Make a tally of the lines in the records that include the string "written", and give only that number.

--- DATA RECORDS ---

__________

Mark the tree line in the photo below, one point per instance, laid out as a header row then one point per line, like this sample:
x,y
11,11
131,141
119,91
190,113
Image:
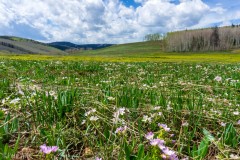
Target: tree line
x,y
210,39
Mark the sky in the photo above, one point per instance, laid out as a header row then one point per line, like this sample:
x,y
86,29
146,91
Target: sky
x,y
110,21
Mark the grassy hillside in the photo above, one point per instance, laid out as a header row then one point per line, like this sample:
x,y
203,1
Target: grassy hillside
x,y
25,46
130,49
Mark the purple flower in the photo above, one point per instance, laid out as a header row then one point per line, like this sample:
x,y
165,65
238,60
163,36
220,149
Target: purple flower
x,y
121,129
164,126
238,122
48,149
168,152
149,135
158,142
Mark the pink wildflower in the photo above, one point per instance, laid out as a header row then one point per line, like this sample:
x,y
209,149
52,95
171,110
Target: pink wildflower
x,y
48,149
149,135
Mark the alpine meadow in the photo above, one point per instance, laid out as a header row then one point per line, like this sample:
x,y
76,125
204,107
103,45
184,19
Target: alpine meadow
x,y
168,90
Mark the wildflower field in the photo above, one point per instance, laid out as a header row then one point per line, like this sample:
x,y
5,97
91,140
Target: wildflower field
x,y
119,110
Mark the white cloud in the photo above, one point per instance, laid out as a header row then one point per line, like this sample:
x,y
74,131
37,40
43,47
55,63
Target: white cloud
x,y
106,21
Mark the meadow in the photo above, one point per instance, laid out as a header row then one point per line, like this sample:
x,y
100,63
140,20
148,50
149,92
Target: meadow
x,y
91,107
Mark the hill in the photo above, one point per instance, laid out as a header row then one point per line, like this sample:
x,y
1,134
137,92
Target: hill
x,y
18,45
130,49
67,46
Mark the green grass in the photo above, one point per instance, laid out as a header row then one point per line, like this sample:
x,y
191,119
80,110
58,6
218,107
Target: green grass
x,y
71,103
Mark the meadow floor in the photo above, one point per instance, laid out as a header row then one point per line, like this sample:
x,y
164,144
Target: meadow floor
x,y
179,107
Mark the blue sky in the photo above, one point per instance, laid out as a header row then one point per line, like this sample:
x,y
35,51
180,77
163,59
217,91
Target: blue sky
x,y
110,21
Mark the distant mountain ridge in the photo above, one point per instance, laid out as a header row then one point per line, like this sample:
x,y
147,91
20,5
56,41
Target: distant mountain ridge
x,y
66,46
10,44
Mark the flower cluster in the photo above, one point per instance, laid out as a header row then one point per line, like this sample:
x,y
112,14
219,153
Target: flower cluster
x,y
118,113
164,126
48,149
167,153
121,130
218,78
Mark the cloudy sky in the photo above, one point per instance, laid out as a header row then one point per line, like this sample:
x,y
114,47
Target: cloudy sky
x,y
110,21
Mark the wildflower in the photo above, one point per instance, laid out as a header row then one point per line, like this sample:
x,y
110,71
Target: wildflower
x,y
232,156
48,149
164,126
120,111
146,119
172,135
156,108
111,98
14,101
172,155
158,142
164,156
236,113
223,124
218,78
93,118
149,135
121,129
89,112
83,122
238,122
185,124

__________

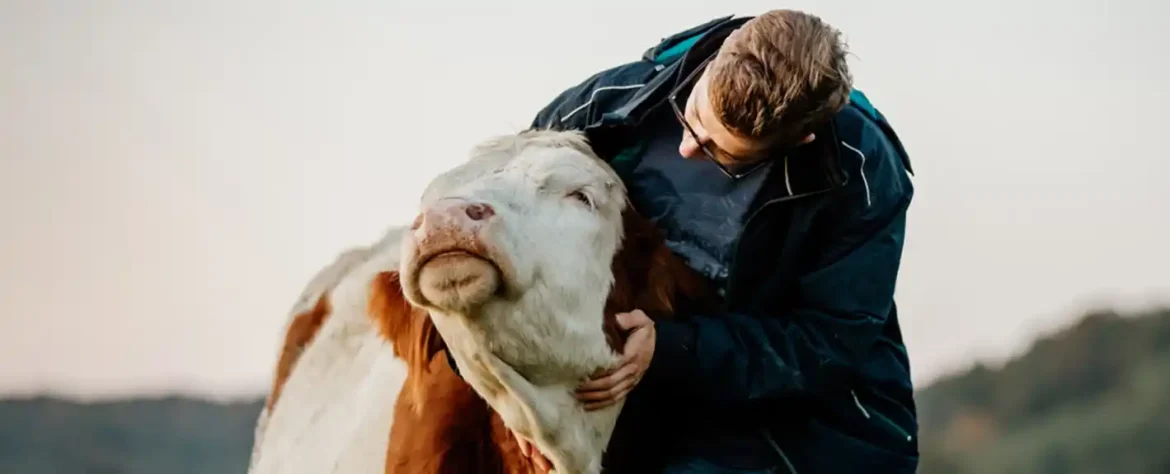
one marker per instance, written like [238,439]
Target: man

__________

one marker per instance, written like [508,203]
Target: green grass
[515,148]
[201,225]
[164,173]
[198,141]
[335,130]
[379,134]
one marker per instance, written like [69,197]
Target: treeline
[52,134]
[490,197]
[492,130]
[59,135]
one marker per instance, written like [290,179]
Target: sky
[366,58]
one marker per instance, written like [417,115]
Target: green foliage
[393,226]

__________

--- SOLUTION TO THIS TASK ---
5